===== Document passage =====

Under the United Nations Law of the Sea convention, signed by Canada in 2003, coastal countries can extend their sovereignty beyond the usual 200-nautical mile limit recognized in international law if the seabed is an extension of the continental shelf. Since Canada ratified the convention in 2003, it has until 2013 to submit scientific evidence to extend that limit.
That potentially gives Canada claim to an area the size of the Prairie provinces that could contain natural gas, oil and other resources. Canadian scientists are struggling against unpredictable ice conditions to map the ocean floor.
However, the resource-rich Lomonosov Ridge, which runs between Greenland and Russia, will be a bone of contention. Russia is claiming this undersea mountain range is part of Russian territory. In 2006, Canada and Denmark cooperated in a mapping project to try to show that the structure of the undersea Lomonosov Ridge is an extension of the North American continent.

Canadian attention is also focused strongly on the ownership of the Northwest Passage. This past summer, satellite images showed that the passage between Canada’s arctic islands was ice-free for the first time in recorded history. And there are predictions that the it may be open for much of the summer in as little as 15 years.

===== Material =====

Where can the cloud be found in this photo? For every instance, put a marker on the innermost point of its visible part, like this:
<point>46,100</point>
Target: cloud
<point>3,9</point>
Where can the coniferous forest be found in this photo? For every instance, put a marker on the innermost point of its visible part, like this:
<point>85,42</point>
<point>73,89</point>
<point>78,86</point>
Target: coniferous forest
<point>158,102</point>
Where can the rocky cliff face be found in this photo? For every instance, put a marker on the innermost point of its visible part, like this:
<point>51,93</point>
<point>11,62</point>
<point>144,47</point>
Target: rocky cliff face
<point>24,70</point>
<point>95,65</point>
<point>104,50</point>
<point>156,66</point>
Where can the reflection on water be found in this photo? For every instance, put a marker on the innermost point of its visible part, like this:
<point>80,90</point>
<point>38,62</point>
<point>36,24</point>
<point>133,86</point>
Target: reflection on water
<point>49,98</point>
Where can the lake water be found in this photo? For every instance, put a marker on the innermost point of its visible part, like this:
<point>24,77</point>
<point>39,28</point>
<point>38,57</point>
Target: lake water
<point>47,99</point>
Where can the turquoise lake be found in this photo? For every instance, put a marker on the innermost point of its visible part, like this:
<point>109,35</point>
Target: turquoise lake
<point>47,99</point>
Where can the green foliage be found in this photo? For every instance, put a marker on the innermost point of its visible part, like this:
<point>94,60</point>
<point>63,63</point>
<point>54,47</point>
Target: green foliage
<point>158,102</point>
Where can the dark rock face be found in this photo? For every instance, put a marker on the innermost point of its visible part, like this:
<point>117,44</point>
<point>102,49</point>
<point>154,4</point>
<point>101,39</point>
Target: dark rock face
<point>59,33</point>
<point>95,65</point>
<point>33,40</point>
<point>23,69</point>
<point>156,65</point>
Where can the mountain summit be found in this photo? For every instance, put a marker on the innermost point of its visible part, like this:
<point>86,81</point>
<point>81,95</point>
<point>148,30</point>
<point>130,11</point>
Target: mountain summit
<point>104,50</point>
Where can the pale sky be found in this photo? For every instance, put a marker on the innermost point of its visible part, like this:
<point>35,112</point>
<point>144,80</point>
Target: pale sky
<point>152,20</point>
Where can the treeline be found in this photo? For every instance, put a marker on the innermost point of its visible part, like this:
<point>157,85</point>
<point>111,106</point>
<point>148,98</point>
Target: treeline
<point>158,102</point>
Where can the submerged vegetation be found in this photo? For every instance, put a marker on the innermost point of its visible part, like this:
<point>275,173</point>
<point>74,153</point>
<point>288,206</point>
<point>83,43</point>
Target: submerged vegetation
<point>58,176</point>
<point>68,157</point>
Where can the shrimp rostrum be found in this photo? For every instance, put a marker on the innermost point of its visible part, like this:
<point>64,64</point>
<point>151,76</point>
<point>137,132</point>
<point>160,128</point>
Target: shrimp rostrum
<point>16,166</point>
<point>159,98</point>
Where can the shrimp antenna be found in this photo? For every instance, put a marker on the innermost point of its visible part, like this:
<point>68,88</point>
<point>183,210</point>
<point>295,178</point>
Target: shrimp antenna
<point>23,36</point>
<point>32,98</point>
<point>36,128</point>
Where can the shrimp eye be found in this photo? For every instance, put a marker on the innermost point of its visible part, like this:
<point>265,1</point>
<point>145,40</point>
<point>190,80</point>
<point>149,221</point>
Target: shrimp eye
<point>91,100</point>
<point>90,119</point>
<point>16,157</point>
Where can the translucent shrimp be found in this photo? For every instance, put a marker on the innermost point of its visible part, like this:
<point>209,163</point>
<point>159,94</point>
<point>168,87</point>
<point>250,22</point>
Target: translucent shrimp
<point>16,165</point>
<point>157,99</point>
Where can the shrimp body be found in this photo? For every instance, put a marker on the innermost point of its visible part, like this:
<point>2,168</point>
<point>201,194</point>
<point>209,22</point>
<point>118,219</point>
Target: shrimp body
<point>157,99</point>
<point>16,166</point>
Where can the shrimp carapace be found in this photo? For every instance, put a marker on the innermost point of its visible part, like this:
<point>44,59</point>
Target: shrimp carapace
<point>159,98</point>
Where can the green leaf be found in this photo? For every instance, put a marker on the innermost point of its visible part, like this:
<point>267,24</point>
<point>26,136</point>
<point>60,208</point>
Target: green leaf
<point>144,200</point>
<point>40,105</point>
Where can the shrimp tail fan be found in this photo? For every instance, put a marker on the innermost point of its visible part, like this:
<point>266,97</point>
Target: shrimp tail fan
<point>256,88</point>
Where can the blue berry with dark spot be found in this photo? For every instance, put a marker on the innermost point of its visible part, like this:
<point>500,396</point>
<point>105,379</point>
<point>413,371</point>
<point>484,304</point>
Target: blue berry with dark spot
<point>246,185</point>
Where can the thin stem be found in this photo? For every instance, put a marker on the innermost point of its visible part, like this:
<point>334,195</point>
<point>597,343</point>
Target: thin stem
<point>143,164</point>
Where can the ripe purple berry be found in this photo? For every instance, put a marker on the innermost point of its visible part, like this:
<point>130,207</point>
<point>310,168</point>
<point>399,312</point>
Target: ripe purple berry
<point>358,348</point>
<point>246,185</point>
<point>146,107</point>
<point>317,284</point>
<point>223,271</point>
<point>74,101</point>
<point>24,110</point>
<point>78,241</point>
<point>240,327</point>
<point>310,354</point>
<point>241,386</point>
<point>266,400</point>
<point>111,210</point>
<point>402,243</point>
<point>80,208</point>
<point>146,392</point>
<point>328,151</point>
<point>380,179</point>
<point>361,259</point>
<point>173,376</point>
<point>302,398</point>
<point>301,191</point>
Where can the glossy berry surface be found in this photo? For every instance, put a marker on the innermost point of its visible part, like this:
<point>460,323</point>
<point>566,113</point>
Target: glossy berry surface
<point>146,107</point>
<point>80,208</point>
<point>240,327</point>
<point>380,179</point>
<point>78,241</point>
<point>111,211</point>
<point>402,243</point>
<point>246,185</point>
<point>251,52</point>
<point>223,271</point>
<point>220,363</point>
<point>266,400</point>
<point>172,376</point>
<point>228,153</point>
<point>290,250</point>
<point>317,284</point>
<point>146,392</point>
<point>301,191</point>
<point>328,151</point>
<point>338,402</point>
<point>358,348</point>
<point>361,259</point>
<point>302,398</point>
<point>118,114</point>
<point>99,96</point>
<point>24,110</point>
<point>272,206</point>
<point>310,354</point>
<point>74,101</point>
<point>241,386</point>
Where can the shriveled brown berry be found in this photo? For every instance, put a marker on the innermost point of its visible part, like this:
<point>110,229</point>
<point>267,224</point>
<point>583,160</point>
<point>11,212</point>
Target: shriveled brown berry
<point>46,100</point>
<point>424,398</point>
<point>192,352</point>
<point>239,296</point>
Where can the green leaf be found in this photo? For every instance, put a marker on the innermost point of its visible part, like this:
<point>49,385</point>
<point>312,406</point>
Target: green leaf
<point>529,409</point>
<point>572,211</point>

=====

Required task - According to the passage on Canada's Arctic claims, which two countries cooperated in a 2006 mapping project on the Lomonosov Ridge? The records come from a source unrelated to the text.

Response - Canada and Denmark.